Exercise – Count how many lines in the entries below contain the word "instance". Give only the number.

++++ Source records

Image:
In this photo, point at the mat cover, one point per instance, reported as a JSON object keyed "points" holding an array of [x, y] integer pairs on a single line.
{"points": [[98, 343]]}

++++++++
++++ Source records

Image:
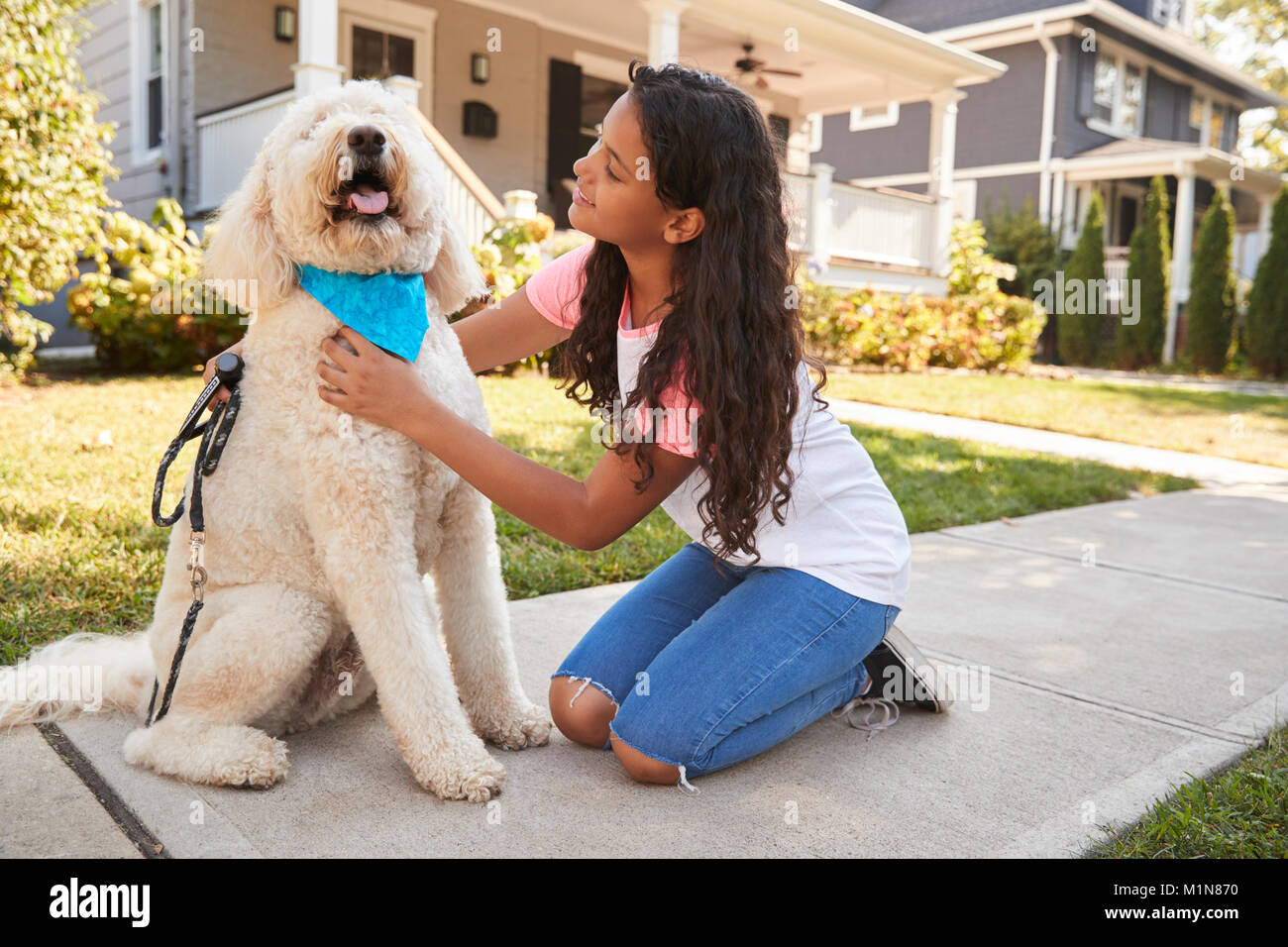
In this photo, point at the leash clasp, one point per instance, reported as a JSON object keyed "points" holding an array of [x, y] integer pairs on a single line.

++++++++

Output of the exercise – 2